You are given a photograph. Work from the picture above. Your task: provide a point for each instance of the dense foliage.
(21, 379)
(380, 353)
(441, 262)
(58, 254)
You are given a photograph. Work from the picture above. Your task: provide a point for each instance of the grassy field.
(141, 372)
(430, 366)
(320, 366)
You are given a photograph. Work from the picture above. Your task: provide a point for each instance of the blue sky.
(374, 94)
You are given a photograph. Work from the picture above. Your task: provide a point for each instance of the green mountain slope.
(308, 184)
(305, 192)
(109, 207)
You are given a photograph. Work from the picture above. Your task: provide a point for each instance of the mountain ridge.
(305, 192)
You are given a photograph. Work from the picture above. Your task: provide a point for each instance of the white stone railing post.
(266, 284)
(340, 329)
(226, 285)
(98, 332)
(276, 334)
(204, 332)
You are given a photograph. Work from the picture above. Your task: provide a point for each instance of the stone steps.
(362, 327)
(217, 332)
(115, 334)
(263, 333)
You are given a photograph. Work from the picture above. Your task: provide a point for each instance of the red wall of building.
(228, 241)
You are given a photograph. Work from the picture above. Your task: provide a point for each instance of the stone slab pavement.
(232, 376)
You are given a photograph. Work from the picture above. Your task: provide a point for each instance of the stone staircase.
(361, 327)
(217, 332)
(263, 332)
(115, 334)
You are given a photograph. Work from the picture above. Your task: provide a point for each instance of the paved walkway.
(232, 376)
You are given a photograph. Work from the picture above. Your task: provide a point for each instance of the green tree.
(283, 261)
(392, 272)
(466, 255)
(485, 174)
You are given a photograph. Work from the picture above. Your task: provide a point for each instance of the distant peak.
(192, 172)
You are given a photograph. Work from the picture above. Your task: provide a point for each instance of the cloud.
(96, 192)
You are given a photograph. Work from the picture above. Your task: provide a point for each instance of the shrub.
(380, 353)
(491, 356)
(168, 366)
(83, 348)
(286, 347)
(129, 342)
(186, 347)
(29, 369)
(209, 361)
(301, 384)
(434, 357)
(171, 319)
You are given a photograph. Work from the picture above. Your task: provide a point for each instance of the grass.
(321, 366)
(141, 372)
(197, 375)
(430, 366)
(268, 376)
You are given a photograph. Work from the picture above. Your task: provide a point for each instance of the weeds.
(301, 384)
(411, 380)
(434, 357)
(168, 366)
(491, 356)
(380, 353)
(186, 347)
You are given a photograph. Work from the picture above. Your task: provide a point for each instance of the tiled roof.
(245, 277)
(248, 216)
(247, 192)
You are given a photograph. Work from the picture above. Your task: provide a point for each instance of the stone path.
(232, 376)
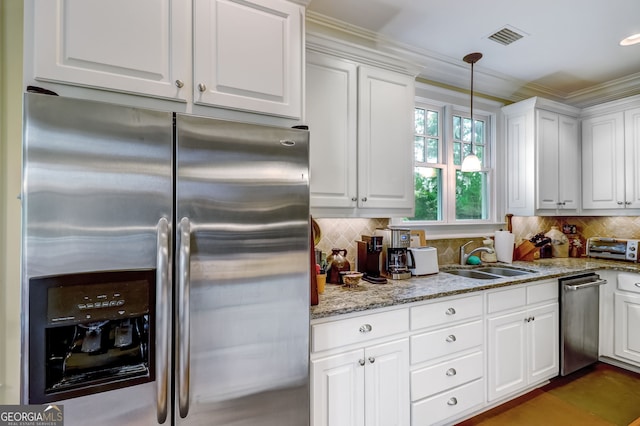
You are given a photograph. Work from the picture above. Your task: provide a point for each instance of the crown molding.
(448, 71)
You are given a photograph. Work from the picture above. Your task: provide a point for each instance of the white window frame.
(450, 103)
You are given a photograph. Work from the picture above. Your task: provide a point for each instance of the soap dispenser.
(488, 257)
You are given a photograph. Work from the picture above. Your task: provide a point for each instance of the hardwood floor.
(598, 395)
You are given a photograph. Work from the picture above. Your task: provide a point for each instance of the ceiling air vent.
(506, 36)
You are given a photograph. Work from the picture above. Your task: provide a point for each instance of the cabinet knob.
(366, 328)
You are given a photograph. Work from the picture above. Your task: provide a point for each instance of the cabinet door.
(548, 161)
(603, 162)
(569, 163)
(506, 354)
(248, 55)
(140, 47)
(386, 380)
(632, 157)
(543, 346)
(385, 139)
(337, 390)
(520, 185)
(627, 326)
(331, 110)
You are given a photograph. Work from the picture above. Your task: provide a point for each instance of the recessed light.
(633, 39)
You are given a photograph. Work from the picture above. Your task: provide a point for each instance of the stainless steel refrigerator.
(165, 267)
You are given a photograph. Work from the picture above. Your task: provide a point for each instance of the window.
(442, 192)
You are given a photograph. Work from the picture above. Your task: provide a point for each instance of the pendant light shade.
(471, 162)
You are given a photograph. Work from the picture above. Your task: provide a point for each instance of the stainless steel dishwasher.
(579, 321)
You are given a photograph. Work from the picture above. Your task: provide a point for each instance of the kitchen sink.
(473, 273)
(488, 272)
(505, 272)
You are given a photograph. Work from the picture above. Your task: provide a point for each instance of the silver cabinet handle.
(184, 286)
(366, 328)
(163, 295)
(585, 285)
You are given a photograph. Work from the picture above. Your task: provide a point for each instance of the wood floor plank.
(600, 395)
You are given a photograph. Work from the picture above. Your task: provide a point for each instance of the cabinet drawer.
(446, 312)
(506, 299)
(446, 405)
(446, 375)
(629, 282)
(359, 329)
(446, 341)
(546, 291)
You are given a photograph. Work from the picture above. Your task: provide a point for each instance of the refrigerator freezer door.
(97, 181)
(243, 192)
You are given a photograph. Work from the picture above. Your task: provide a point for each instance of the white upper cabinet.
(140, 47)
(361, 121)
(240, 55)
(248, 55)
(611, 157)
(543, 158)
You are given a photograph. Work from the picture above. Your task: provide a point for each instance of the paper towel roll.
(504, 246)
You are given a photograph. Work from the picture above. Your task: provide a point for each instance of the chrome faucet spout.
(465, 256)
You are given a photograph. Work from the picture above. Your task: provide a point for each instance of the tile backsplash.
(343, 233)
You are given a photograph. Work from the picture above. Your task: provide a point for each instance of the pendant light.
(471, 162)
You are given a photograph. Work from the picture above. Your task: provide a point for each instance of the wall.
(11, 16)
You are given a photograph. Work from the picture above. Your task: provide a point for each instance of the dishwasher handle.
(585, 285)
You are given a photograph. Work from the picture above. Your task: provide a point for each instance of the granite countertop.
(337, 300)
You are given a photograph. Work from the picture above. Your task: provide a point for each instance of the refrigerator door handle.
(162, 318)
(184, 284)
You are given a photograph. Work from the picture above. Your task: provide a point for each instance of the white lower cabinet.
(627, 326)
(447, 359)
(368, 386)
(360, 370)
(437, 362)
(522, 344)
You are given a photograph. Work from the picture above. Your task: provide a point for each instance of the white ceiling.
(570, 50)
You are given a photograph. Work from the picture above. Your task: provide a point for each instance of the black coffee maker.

--

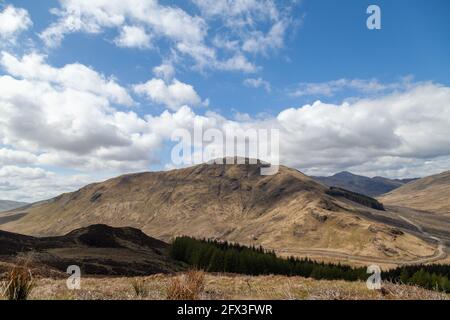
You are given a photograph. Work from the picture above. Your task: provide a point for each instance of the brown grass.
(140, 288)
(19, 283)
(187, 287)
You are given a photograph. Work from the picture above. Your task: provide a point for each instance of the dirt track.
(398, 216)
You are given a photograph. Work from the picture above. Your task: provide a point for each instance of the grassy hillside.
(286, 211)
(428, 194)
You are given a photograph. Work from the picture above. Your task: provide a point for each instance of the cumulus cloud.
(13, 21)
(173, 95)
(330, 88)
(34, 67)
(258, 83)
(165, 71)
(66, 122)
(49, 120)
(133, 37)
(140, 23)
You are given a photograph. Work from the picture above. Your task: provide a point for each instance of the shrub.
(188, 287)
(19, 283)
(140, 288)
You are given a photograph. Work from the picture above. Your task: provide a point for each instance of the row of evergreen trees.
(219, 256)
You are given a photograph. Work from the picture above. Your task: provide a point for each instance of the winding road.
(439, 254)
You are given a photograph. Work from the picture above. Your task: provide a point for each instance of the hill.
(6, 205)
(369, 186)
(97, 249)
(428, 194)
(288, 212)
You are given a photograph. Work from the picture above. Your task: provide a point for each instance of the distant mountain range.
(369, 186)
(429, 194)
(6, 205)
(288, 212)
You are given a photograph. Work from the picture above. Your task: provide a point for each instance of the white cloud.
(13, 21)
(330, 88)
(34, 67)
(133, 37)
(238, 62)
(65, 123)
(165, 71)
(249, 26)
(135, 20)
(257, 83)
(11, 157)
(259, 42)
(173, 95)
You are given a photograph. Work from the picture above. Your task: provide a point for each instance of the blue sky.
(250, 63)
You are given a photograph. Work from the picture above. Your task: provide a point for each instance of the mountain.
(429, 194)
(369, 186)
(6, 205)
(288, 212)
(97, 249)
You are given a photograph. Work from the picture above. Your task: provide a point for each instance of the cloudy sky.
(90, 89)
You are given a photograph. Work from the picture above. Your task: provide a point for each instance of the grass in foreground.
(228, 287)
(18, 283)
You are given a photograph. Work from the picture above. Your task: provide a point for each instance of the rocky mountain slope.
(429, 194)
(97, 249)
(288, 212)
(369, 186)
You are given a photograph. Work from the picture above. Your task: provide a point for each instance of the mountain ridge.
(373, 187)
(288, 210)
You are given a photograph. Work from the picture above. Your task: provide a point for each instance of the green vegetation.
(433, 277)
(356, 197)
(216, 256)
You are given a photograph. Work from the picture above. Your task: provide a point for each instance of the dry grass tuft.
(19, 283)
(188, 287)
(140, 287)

◆ TO DO: Copy the records above exactly, beginning at the line that contains "the dishwasher handle." and stopping after the line that contains "black coffee maker.".

◆ ANSWER FOR THIS EXERCISE:
You are given a photograph. Work from the picture above. Your task: provide a point for each instance of the dishwasher handle.
(585, 285)
You are given a photograph. Work from the picture above. Your task: provide a point for each instance of the granite countertop.
(337, 300)
You are given a photograph. Work from the picture above. Your task: provide a point for each instance of the refrigerator door handle.
(162, 318)
(184, 284)
You are given a photograph. Work from the picture above. Your task: provide a point for each instance of the white lower cabinet.
(627, 326)
(447, 359)
(368, 386)
(360, 370)
(437, 362)
(522, 344)
You are given a photograph. Work from the picture above. Your task: provide a point for each instance of the white ceiling.
(570, 50)
You are given a photograph. Work from the picture above. Your task: provide a point for each instance of the black coffee maker.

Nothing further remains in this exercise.